-- Records to process follows --

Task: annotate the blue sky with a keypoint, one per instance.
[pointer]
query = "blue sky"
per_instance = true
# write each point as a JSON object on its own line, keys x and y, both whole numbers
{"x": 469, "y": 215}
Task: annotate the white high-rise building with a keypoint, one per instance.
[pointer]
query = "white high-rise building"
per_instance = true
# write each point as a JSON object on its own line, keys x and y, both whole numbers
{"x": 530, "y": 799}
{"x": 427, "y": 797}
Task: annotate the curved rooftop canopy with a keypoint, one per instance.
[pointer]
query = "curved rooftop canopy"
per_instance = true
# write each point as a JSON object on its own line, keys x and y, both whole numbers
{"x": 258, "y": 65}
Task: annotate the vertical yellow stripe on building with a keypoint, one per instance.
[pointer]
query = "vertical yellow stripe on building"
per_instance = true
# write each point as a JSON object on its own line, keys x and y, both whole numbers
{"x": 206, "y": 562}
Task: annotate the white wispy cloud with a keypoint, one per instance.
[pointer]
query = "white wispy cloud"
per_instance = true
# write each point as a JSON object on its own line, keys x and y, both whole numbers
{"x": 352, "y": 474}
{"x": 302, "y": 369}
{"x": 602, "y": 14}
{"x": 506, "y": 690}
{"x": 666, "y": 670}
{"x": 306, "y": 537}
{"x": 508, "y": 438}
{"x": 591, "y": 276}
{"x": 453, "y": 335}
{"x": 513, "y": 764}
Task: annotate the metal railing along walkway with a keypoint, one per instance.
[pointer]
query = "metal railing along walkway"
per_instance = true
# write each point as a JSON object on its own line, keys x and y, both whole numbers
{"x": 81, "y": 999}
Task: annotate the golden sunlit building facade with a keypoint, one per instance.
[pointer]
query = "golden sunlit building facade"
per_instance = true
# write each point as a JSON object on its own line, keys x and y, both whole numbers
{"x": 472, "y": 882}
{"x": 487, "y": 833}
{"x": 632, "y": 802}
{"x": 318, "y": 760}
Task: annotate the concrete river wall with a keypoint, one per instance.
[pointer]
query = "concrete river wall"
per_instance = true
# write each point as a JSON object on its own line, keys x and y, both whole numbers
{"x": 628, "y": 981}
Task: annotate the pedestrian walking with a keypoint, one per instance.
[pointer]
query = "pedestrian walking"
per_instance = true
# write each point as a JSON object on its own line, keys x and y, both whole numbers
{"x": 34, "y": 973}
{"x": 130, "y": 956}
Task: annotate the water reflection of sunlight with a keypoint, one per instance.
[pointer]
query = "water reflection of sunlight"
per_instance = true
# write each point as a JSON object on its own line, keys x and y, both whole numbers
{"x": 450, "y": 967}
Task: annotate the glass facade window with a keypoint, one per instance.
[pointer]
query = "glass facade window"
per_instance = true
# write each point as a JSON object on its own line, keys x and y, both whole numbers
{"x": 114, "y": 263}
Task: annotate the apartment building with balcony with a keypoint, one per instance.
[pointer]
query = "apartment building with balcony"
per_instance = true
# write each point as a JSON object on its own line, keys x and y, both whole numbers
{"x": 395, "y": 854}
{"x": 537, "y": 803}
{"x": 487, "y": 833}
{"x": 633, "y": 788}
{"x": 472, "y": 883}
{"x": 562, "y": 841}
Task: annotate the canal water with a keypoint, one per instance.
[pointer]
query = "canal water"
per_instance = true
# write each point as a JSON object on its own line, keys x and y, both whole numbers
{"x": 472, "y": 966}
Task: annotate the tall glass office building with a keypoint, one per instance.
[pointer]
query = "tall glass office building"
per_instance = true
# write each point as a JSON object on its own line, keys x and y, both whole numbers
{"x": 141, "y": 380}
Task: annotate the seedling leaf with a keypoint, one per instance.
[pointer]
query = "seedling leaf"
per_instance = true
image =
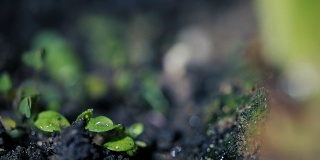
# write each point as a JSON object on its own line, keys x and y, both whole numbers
{"x": 141, "y": 144}
{"x": 8, "y": 123}
{"x": 100, "y": 124}
{"x": 50, "y": 121}
{"x": 86, "y": 114}
{"x": 25, "y": 106}
{"x": 135, "y": 130}
{"x": 5, "y": 82}
{"x": 120, "y": 144}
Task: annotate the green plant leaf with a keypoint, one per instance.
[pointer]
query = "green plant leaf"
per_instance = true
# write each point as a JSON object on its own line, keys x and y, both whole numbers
{"x": 135, "y": 130}
{"x": 86, "y": 114}
{"x": 141, "y": 144}
{"x": 25, "y": 106}
{"x": 5, "y": 82}
{"x": 50, "y": 121}
{"x": 100, "y": 124}
{"x": 120, "y": 144}
{"x": 8, "y": 123}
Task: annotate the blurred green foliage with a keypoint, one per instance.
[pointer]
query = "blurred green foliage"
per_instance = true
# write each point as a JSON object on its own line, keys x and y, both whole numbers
{"x": 106, "y": 40}
{"x": 5, "y": 82}
{"x": 62, "y": 64}
{"x": 290, "y": 31}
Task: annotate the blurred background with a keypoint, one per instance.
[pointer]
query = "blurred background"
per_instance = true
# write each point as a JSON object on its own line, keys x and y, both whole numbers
{"x": 176, "y": 66}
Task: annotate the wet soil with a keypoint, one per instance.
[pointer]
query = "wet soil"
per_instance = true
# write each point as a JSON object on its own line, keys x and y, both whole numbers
{"x": 211, "y": 122}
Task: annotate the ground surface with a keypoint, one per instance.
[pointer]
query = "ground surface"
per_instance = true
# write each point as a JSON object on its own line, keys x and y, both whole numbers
{"x": 201, "y": 102}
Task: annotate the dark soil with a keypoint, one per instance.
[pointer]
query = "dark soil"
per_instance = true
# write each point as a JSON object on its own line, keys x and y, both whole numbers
{"x": 221, "y": 103}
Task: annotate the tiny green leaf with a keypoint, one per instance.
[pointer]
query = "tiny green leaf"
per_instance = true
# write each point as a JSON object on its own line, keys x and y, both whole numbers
{"x": 25, "y": 106}
{"x": 8, "y": 123}
{"x": 141, "y": 144}
{"x": 50, "y": 121}
{"x": 86, "y": 114}
{"x": 5, "y": 82}
{"x": 120, "y": 144}
{"x": 135, "y": 130}
{"x": 100, "y": 124}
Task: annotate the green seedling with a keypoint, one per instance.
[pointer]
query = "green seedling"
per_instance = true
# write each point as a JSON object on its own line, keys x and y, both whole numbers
{"x": 25, "y": 106}
{"x": 120, "y": 144}
{"x": 50, "y": 121}
{"x": 86, "y": 114}
{"x": 5, "y": 82}
{"x": 100, "y": 124}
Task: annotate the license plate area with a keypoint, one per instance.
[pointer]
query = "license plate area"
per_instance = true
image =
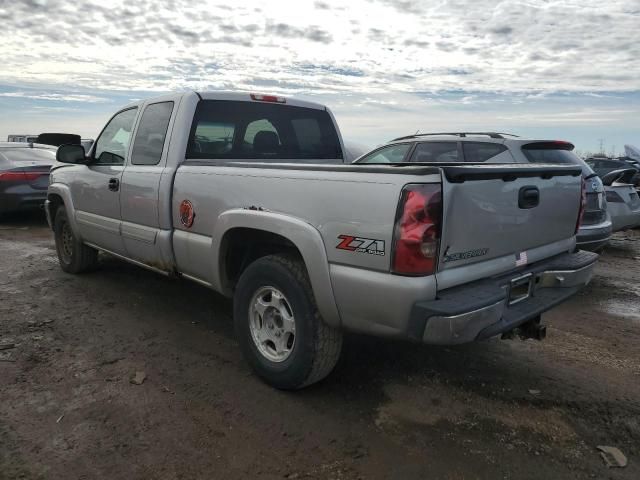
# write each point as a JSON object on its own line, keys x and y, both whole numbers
{"x": 520, "y": 288}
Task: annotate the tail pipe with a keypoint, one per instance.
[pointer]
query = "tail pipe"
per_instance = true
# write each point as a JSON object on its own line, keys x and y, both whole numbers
{"x": 531, "y": 329}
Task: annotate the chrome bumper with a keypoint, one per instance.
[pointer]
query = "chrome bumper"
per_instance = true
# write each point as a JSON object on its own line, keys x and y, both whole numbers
{"x": 488, "y": 308}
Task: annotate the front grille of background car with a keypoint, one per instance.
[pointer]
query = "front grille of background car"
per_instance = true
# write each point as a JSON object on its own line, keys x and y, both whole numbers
{"x": 593, "y": 214}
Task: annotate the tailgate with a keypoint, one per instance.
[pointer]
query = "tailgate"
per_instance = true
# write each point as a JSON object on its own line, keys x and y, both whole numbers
{"x": 493, "y": 211}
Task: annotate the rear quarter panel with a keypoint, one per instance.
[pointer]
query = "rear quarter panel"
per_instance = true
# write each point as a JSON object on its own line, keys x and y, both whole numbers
{"x": 335, "y": 203}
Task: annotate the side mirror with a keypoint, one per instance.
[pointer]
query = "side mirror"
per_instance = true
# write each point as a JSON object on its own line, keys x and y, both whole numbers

-- Records to process concluded --

_Exercise_:
Lines holding the word "water" are the answer; copy each one from the records above.

_Result of the task_:
Task: annotate the water reflection of sunlight with a keypoint, one per instance.
query = "water reflection of sunlight"
Task: annotate the canal water with a keypoint, one per instance.
query = "canal water"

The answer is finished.